----- ITEMS

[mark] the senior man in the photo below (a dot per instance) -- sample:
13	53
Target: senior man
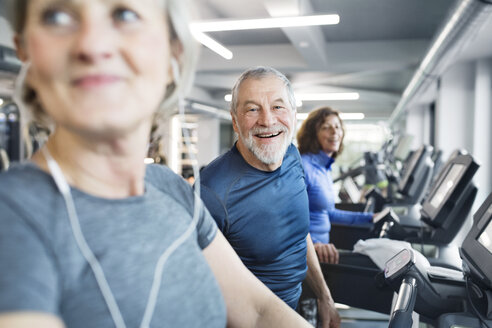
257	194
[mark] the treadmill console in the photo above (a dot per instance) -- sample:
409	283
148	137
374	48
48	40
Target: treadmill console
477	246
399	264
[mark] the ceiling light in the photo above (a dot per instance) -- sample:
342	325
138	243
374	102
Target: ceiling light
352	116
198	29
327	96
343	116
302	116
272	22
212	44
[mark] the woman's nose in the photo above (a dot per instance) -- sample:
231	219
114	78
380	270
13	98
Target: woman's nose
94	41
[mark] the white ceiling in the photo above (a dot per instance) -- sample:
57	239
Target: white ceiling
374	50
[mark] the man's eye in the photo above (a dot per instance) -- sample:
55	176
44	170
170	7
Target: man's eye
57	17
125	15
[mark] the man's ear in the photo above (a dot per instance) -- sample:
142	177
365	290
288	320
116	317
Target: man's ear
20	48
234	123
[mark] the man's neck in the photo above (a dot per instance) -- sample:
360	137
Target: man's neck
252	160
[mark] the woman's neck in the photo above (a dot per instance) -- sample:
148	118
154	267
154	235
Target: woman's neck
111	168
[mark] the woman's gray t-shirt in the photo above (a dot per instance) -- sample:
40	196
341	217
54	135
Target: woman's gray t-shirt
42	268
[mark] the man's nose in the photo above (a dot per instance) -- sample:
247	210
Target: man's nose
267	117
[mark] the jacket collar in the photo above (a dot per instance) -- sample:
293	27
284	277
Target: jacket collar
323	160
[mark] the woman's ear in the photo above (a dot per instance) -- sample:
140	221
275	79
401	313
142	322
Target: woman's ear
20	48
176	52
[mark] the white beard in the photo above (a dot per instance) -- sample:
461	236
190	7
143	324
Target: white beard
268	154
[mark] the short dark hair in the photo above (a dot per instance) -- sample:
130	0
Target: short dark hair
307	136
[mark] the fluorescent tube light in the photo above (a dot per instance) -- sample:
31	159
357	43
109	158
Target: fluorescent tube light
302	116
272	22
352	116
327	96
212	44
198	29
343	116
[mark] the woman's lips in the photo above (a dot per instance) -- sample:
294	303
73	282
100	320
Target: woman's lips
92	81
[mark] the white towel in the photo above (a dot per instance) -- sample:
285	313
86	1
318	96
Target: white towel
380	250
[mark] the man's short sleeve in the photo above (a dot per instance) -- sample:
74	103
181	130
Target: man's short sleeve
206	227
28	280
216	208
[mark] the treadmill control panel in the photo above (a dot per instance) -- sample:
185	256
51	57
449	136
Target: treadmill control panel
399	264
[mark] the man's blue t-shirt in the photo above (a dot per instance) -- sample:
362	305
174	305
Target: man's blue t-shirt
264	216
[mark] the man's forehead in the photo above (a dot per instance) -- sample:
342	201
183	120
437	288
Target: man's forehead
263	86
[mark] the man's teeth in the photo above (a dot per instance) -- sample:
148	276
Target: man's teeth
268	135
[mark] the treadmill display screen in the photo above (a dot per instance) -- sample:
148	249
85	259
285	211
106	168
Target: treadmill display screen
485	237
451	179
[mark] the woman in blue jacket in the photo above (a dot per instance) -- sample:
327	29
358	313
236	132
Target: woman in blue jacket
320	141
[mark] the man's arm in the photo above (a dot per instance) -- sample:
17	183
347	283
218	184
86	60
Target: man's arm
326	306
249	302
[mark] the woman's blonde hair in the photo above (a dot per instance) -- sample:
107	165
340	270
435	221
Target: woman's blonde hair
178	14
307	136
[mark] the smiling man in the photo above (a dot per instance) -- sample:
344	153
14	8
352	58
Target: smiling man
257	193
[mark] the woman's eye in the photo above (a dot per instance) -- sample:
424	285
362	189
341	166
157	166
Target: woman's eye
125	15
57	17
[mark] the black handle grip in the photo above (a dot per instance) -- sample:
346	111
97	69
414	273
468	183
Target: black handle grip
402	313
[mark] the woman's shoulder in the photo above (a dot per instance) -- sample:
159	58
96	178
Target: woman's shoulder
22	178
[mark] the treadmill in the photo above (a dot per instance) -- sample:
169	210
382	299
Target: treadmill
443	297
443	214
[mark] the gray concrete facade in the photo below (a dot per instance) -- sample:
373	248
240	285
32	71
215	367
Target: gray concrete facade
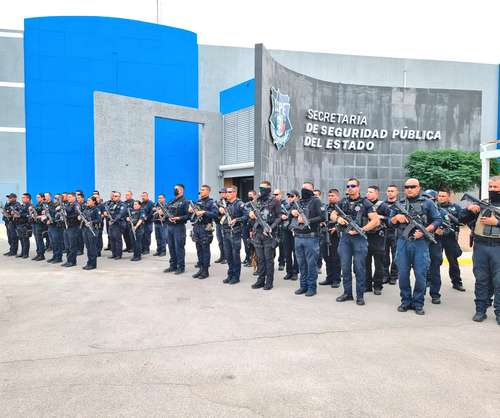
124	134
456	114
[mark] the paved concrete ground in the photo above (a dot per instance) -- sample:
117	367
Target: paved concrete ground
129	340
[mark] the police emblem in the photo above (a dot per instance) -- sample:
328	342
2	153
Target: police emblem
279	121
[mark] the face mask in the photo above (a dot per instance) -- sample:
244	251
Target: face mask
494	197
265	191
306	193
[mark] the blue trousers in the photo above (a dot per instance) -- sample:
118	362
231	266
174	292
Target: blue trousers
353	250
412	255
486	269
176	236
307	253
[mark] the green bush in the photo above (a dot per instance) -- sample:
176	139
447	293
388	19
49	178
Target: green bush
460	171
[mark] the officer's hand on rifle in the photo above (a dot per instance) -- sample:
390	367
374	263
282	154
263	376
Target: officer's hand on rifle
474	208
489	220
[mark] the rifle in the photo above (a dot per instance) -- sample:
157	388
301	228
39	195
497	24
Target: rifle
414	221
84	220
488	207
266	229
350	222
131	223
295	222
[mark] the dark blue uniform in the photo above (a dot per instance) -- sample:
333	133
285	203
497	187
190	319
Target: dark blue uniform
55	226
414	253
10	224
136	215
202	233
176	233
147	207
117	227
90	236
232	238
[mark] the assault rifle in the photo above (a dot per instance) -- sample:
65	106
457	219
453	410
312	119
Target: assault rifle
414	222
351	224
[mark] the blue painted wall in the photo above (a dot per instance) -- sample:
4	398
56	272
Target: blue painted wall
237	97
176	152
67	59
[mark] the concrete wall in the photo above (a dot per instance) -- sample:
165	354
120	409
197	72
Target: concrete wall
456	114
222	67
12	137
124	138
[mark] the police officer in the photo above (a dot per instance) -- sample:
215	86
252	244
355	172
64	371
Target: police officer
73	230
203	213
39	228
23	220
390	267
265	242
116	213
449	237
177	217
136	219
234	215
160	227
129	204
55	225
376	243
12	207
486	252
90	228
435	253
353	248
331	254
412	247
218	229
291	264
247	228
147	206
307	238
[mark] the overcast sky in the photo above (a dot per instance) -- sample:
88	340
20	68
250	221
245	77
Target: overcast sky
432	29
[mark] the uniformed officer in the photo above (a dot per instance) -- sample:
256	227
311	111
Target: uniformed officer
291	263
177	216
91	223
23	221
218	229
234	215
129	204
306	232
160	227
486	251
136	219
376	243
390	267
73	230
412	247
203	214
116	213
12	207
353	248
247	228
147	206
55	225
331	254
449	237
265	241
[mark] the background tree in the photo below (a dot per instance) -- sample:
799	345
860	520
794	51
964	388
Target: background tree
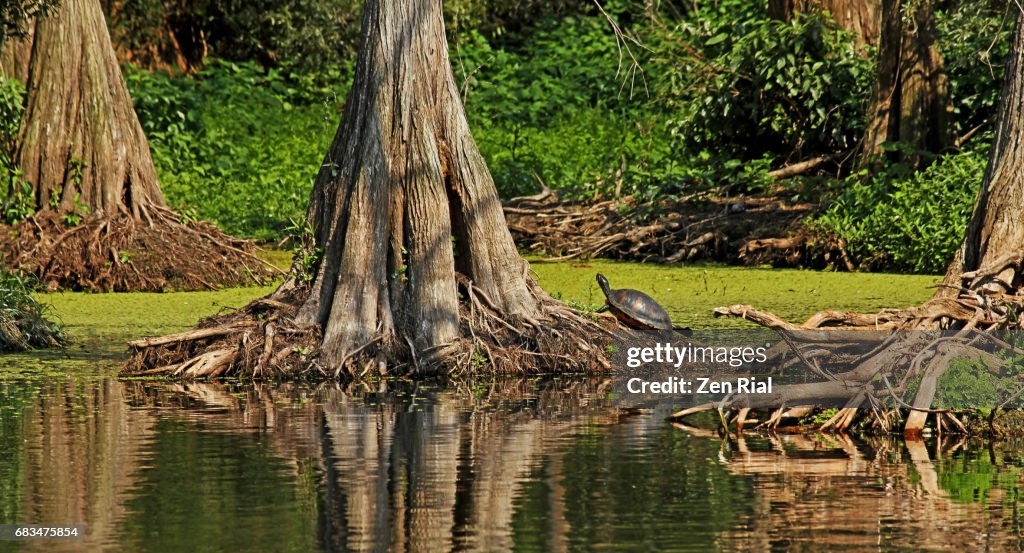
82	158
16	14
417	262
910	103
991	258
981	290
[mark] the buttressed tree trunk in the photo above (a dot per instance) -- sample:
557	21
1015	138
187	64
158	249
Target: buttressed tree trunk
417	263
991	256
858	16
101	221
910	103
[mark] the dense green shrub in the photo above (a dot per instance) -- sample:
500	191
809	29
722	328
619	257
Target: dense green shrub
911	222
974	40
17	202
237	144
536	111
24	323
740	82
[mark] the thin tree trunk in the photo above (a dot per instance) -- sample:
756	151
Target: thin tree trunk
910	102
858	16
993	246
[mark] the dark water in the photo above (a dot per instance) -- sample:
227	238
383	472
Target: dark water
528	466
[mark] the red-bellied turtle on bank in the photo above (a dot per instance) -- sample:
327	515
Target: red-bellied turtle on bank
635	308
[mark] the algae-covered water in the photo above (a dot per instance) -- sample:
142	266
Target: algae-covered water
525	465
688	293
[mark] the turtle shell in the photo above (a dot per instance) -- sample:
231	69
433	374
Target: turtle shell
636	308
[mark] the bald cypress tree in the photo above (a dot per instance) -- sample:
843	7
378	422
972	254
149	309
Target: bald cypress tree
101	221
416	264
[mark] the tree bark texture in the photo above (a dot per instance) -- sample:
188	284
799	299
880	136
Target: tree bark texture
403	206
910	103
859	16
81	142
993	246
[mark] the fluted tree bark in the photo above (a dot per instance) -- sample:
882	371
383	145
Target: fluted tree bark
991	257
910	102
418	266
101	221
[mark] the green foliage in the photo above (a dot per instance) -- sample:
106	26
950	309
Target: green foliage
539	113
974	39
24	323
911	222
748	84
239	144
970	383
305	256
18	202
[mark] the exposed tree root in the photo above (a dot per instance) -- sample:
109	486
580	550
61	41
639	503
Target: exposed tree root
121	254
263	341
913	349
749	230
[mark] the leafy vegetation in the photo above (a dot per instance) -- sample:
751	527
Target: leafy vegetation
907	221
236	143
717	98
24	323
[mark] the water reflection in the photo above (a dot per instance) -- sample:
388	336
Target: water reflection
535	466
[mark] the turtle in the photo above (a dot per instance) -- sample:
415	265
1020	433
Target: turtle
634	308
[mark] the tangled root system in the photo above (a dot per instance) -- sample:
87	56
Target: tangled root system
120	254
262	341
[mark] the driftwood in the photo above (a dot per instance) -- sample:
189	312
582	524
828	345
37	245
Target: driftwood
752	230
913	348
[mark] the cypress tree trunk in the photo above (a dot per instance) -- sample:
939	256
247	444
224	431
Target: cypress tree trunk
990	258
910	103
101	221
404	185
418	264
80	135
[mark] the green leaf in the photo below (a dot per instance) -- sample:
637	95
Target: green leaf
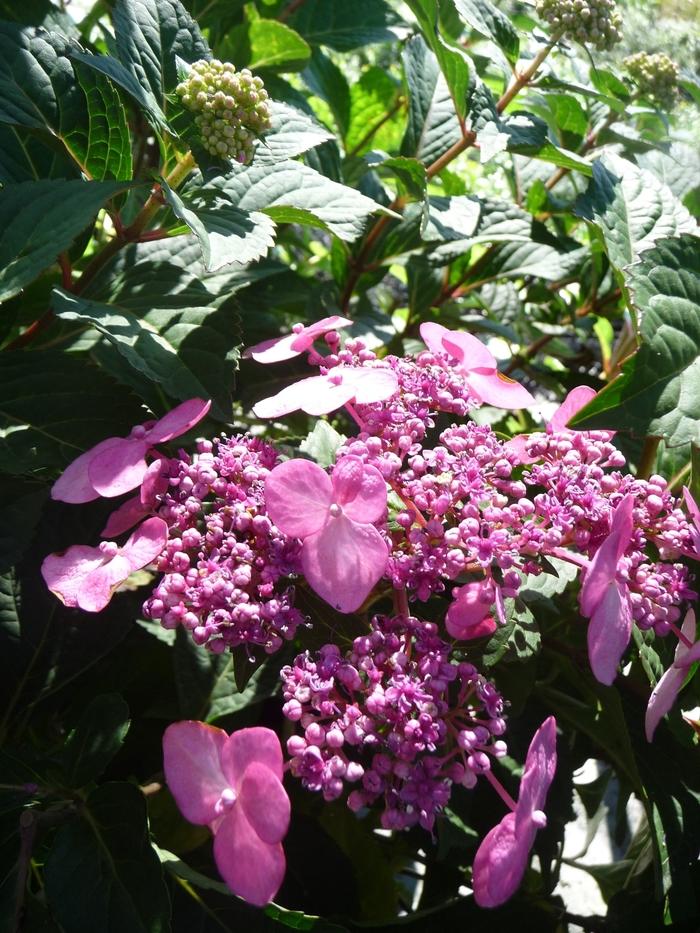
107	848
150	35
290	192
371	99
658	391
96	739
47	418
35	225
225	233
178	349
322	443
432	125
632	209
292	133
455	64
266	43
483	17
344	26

----------

**DIRECTIONS FOR THIS TASK**
Starting at the line that contains "[mark] the leafy", restate each line verbatim through the final line of the listing, skipping all pictures.

**EXERCISE OUTPUT**
[mark] the leafy vegetation in the photo above (a dot per instance) -- sample:
751	527
Target: leafy vegetation
907	221
236	143
717	98
24	323
[mark] the water reflection in the photo above (a dot per instance) -- sample:
388	336
Target: water reflection
535	466
[mark] the turtle in the photo above (a dot per instance) -- sample:
415	265
1020	433
Target: turtle
634	308
[mark] the tangled root system in the photo above (a dot per instance) -- sample:
87	56
Target: tangled root system
120	254
262	341
[mark] the driftwood in the photo above (a dot per instance) -- sample:
189	312
582	524
828	345
37	245
Target: driftwood
752	230
913	348
[mark] the cypress tree trunk in the photo above (a dot per instance) -- sample:
939	256
247	444
224	431
Target: cypress tree trunk
990	258
910	103
101	221
404	185
418	264
80	135
[mark] the green leaf in the photo below (a dot per instance) -- sample:
637	95
Target: green leaf
107	848
150	35
290	192
371	99
658	391
96	739
47	418
35	225
225	233
178	349
322	443
432	125
632	209
292	133
455	64
266	43
483	17
344	26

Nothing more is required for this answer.